_Excerpted records:_
** Begin **

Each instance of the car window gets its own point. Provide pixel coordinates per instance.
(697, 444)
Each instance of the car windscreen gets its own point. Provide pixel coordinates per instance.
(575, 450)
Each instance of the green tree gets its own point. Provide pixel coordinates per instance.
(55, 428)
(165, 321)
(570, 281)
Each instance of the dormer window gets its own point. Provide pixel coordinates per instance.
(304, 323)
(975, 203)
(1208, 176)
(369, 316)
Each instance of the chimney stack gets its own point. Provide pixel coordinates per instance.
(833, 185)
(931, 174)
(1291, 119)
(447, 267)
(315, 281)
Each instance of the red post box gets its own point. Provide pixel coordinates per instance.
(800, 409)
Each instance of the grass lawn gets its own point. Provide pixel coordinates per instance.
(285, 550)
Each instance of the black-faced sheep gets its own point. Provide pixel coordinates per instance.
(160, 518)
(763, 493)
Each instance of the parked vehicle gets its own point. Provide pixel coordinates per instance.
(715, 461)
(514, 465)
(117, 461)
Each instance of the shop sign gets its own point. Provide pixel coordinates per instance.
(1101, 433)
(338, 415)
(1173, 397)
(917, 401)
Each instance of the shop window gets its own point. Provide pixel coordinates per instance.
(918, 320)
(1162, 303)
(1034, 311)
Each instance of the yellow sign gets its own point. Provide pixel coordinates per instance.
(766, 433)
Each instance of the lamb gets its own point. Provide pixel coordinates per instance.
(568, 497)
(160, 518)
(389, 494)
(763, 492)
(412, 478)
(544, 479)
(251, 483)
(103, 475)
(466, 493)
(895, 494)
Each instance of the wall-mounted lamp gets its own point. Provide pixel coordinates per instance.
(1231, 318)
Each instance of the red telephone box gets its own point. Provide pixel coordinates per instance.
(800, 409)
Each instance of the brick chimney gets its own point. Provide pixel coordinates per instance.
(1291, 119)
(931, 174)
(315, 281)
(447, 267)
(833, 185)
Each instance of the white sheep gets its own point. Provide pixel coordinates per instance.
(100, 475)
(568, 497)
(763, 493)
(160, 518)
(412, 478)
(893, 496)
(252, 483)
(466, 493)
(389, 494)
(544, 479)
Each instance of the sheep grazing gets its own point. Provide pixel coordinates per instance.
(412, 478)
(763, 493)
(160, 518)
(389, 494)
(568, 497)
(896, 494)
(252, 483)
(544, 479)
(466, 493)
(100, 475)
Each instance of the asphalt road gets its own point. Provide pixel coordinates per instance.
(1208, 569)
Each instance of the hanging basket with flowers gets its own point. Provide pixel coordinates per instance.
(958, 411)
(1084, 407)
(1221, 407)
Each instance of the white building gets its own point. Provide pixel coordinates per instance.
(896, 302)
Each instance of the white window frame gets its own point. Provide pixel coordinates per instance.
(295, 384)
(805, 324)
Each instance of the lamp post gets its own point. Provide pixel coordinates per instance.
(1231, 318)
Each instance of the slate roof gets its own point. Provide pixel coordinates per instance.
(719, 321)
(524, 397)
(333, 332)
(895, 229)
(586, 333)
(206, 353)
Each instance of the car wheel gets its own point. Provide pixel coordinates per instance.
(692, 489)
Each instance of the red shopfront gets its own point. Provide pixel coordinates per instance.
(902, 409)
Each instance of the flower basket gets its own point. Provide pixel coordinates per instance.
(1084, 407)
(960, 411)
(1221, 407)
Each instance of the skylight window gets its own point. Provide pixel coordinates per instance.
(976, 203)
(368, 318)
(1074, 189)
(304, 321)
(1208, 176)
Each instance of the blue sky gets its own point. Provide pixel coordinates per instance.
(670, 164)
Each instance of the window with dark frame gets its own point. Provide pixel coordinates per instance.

** End **

_Given instruction:_
Nothing in the listing may be changed; retype it all exactly.

_The result:_
Each instance of the car window gets its own point. Provide pixel coordinates per instance.
(697, 444)
Each instance of the car windscreen gets its own point. Provide pixel coordinates per instance.
(575, 450)
Each instance of the green tree gets its own point. Provide pixel coordinates per instance.
(55, 428)
(165, 321)
(570, 281)
Each instance of the dormer window gets its own point. Provide pixel coordinates per instance.
(304, 323)
(975, 203)
(1208, 176)
(369, 316)
Each instance of the chimney stack gets its own point. Provide pixel coordinates per instance.
(833, 185)
(931, 174)
(1291, 119)
(447, 267)
(315, 281)
Each instance of the red post box gets its own point. Provide pixel coordinates per instance.
(800, 409)
Each instance of the grass lawn gets its own point. Provide pixel coordinates per instance.
(285, 550)
Each instance of the black-faced sheep gets its own point. Provide pixel coordinates per instance.
(160, 518)
(763, 493)
Each instance of the parked vehicle gets its own point. Provide pixel coordinates per instance.
(715, 461)
(514, 465)
(117, 461)
Each instance of the shop sign gets its own point. Provide pixel coordinates per instance.
(1101, 433)
(338, 415)
(1173, 397)
(917, 401)
Each instance of the shop window gets its own point. Provide pixel coordinates per instance.
(918, 320)
(1162, 303)
(1034, 311)
Each instance of the yellow sign gets its own point. Provide pixel coordinates per instance.
(766, 433)
Each instance of the lamb gets its own point. Provide pixel coordinates per instance.
(568, 497)
(160, 518)
(389, 494)
(763, 492)
(412, 478)
(544, 479)
(251, 483)
(103, 475)
(466, 493)
(895, 494)
Each instance of the wall-mounted lamp gets its own point. Provide pixel coordinates per instance.
(1231, 318)
Each instance of the red telephone box gets its own point. Provide pixel coordinates per instance.
(800, 409)
Each instance of the brick chimney gets its own point. Provide pixel coordinates per instance.
(1291, 119)
(931, 174)
(315, 281)
(447, 267)
(833, 185)
Each instance of the white sheep gets its own point. Provide pixel coordinates per instance.
(100, 475)
(568, 497)
(763, 493)
(160, 518)
(412, 478)
(893, 496)
(252, 483)
(466, 493)
(389, 494)
(544, 479)
Each instance of the sheep grazing gets its own point. Provide pixel coordinates per instance.
(412, 478)
(763, 493)
(160, 518)
(389, 494)
(568, 497)
(896, 494)
(252, 483)
(544, 479)
(466, 493)
(100, 475)
Each instance of the asphalt road gets its own point. Provide pixel coordinates per instance.
(1208, 569)
Each instance of the hanging basket with flowers gets its own point. Provide pixel coordinates per instance.
(958, 411)
(1084, 407)
(1221, 407)
Each instance of the white building gets its own point. Provide pixel coordinates per instance.
(896, 302)
Each instance of the white window frame gets its own point. Provide pixel coordinates per instance.
(295, 384)
(805, 324)
Each instance of the lamp post gets its own point. Provide pixel coordinates per instance.
(1231, 318)
Each instance of the slate roof gets its own point. Provide pixel coordinates per instance.
(719, 321)
(524, 397)
(333, 332)
(895, 229)
(586, 333)
(206, 353)
Each instance of the car wheel gets its own point. Provide pixel coordinates per instance.
(692, 489)
Each instance of the red shopfront gets its own point. Provide pixel coordinates per instance.
(902, 409)
Each instance of the flower basket gets its own point. Provide pixel coordinates per instance.
(1084, 407)
(960, 411)
(1221, 407)
Each instance of the skylight window gets its own point. Provide pixel coordinates per instance.
(976, 203)
(368, 318)
(1074, 189)
(304, 321)
(1208, 176)
Each instance of the blue sky gets its own point. Provide pixel coordinates per instance.
(670, 164)
Each instance of the window with dark frame gets its own point. Provide pixel coordinates per instance.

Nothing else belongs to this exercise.